───── RECORD LIST ─────

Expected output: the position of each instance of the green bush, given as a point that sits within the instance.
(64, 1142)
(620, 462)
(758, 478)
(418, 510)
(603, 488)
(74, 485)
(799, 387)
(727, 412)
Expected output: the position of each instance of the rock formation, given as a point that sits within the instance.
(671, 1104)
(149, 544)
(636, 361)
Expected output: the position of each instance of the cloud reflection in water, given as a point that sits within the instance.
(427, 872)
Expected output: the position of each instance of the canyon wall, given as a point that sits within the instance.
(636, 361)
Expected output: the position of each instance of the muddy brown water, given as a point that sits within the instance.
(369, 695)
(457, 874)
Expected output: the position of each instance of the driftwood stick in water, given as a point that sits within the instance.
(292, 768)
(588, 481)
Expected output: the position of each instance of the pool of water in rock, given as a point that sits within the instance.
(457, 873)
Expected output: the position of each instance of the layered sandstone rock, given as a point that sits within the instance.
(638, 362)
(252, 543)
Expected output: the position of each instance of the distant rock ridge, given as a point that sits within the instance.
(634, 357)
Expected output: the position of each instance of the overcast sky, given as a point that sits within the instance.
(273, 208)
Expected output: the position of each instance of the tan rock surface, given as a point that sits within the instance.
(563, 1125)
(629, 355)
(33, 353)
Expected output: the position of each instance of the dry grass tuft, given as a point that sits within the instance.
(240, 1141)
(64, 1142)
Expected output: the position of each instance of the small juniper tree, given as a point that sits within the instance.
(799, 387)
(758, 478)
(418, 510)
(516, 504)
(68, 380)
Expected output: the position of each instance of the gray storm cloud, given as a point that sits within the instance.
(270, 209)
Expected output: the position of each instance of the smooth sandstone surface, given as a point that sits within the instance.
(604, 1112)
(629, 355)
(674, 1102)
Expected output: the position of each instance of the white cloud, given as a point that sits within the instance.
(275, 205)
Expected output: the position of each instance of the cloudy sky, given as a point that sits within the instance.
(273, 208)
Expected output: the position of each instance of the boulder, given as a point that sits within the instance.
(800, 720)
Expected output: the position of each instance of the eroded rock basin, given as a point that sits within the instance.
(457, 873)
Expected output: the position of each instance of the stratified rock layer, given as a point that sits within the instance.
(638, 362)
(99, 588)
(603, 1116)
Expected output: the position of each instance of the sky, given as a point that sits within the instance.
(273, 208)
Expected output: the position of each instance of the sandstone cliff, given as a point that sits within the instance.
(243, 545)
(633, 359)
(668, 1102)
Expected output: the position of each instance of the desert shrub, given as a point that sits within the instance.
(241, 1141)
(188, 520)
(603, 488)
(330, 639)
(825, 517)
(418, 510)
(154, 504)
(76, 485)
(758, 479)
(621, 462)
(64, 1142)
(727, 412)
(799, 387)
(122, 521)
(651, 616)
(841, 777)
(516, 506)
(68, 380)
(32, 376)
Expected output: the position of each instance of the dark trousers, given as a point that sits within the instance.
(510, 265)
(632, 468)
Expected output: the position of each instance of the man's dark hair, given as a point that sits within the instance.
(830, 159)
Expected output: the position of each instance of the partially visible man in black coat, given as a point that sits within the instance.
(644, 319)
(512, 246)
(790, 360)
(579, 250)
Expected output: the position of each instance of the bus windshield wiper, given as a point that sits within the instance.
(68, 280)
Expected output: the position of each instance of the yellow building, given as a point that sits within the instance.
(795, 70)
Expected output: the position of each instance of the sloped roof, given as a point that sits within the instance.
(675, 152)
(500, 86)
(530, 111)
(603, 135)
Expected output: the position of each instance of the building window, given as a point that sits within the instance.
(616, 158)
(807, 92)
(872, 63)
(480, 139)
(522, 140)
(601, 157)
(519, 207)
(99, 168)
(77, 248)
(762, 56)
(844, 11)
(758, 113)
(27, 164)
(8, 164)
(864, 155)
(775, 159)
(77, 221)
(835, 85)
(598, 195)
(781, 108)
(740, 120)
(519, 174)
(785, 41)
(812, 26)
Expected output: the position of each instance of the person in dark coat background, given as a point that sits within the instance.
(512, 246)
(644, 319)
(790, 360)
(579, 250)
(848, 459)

─────

INSTRUCTIONS FOR THE TASK
Reproduce the material above with every "sits within" switched to "lies inside", leaving everything else untouched.

THE REPLY
Expected output: the position of each instance of the green bush, given as a point that lies inside the instance.
(64, 1142)
(620, 462)
(758, 478)
(418, 510)
(603, 488)
(74, 485)
(799, 387)
(727, 412)
Expected output: the position of each instance of the rock formation, given as a point that lies inside the instance.
(671, 1104)
(149, 544)
(636, 361)
Expected output: the position of each instance of the cloud reflection in water, given as a point that lies inside the instance.
(427, 872)
Expected output: the position of each instance of the canyon wall, given as a point that lies inside the instance.
(636, 361)
Expected output: the position of each instance of the muddy brown water, given as a point that lies inside the instance.
(369, 695)
(457, 874)
Expected output: the position of each instance of the driftwood stick in water, given as a point that lies inside the instance.
(292, 768)
(588, 481)
Expected output: the position of each instance of the pool of water in rock, given as a point that lies inside the instance.
(457, 873)
Expected output: the position of each instance of the layered sandstone rock, given as a point that lies inside the instance.
(638, 362)
(252, 543)
Expected output: the position of each instance of the distant rock ridge, given as a point that lies inside the instance.
(634, 357)
Expected output: the position of each instance of the overcast sky, given as a point that lies inside the instance.
(273, 208)
Expected output: the position of each instance of the tan rock surface, given as a point that lies inside the instance.
(563, 1125)
(629, 355)
(33, 353)
Expected output: the position of each instance of the dry grass tuft, given as a point that lies inside the instance.
(240, 1141)
(64, 1142)
Expected output: the position of each instance of the small juniper tree, given as a point that lies inside the instance.
(799, 387)
(758, 478)
(418, 510)
(516, 504)
(68, 380)
Expected output: the position of each instance of the gray storm cloud, given as a point that lies inside the instance.
(270, 209)
Expected output: the position of each instance of the smooth sandstone surface, given as a point that lies inside the instance.
(604, 1112)
(629, 355)
(674, 1102)
Expected output: the position of each instance of the white cloud, given as a point that lies inside the instance.
(275, 205)
Expected output: the position of each instance of the cloudy sky, given as a point that lies inside the instance.
(273, 208)
Expected output: the position of each instance of the boulder, given as a point that lies inside the instance.
(800, 720)
Expected output: the position of each instance of the eroded rock basin, given as a point that lies inside the instance.
(457, 873)
Expected output: the position of each instance of the stratified rock layer, given as a point that lies inside the instance.
(638, 362)
(99, 588)
(603, 1116)
Expected output: the position of each instance of the sky, given as a point that lies inside the instance.
(273, 208)
Expected output: the position of each instance of the sandstone cliff, given as a point that lies inside the instance.
(243, 545)
(633, 359)
(668, 1102)
Expected output: the position of each instance of the desert shrub, given as a point that lies inside the instance.
(241, 1141)
(188, 520)
(603, 488)
(330, 639)
(825, 517)
(418, 510)
(154, 504)
(76, 485)
(758, 479)
(621, 462)
(64, 1142)
(727, 412)
(799, 387)
(122, 521)
(651, 616)
(841, 777)
(516, 506)
(68, 380)
(32, 376)
Expected output: the position of each instance of the dark trousers, given as a point that lies inside the instance.
(510, 265)
(632, 468)
Expected output: the position of each instance of the man's dark hair, given as a point that lies inside the instance.
(830, 159)
Expected output: the position of each instance of the partially visible man in black coat, given as a point that lies inside the instance.
(644, 319)
(512, 246)
(790, 360)
(579, 250)
Expected output: the position of each instance of the bus windshield wiper, given as a point that lies inside the instance.
(68, 280)
Expected output: the position of each instance of the yellow building, given as a point that lies inside the instance.
(795, 70)
Expected output: the position of each instance of the sloped roof, given as a point that lies inside the instance.
(675, 152)
(500, 86)
(530, 111)
(603, 135)
Expected output: the position of each instance of the building window, given as a point that lies inside the instance.
(616, 158)
(807, 92)
(872, 63)
(480, 139)
(522, 140)
(601, 157)
(519, 207)
(99, 168)
(77, 248)
(762, 56)
(844, 11)
(758, 113)
(27, 164)
(8, 164)
(864, 155)
(775, 159)
(77, 221)
(835, 85)
(598, 195)
(781, 108)
(740, 120)
(519, 174)
(785, 41)
(812, 26)
Expected output: the position of each instance of the person in dark coat background, given as a point that lies inside the instance.
(512, 246)
(644, 319)
(790, 360)
(579, 250)
(848, 459)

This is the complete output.